## EXERCISE DESCRIPTION
Would you return the entries below exactly from the line containing "Query: shelf" onward, ending with the final line and including it, and nothing else?

## MATERIAL PROVIDED
# # # # # # #

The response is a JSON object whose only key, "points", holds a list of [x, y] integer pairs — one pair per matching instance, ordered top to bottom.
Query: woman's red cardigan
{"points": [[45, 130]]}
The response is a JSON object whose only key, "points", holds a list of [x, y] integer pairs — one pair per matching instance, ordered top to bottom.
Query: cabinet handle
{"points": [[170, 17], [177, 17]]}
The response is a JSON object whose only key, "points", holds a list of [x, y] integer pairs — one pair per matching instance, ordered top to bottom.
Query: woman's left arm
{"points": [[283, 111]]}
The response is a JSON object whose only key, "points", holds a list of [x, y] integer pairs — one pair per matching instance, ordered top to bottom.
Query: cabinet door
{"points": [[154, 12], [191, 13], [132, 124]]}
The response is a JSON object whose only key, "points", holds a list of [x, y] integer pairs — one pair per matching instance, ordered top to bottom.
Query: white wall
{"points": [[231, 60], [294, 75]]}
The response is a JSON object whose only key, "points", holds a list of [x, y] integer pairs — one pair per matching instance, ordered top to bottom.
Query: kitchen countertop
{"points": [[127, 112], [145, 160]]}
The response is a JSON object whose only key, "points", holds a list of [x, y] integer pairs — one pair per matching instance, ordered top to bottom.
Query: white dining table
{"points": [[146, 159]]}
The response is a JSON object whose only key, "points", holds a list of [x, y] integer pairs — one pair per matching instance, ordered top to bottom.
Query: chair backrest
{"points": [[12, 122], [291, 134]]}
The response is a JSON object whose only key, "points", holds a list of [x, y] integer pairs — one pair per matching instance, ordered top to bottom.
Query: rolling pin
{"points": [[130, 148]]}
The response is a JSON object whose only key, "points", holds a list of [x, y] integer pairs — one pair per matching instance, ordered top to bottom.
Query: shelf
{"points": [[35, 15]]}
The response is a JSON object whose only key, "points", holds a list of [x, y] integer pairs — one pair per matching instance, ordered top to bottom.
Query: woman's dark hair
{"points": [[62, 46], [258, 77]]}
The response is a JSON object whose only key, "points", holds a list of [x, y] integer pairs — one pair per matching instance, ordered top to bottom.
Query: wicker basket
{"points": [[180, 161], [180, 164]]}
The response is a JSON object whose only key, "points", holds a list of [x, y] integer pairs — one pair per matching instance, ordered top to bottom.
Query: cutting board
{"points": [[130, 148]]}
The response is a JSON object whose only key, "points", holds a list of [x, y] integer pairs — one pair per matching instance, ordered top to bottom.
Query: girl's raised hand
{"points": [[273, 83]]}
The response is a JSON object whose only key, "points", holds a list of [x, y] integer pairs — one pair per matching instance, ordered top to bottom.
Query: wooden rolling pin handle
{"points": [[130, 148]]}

# # # # # # #

## PROBLEM SOLUTION
Query: shelf
{"points": [[35, 15]]}
The response is a JSON object whose only key, "points", holds a list of [x, y] integer pairs — one pair per matching instance, ordered top to bottom.
Query: woman's dark hair
{"points": [[62, 46], [258, 77]]}
The response is a JSON object whose only key, "points", holds a list of [x, y] integer pairs — one pair per matching instance, ordered top to bottom.
Query: wicker basket
{"points": [[180, 161], [180, 164]]}
The response is a JSON object whose only key, "points", holds a list of [x, y] integer pairs — one pair per matching instance, ordered top to bottom.
Query: cutting board
{"points": [[130, 148]]}
The response is a JSON object whose only key, "points", holds a list of [x, y] integer pairs — one pair per matching instance, ordered top to bottom.
Query: girl's raised hand
{"points": [[273, 83]]}
The response is a JSON object whose only key, "points", holds a list of [x, y] integer pairs — one pair per matching instance, ordered top to bottom.
Query: wooden rolling pin handle
{"points": [[130, 148]]}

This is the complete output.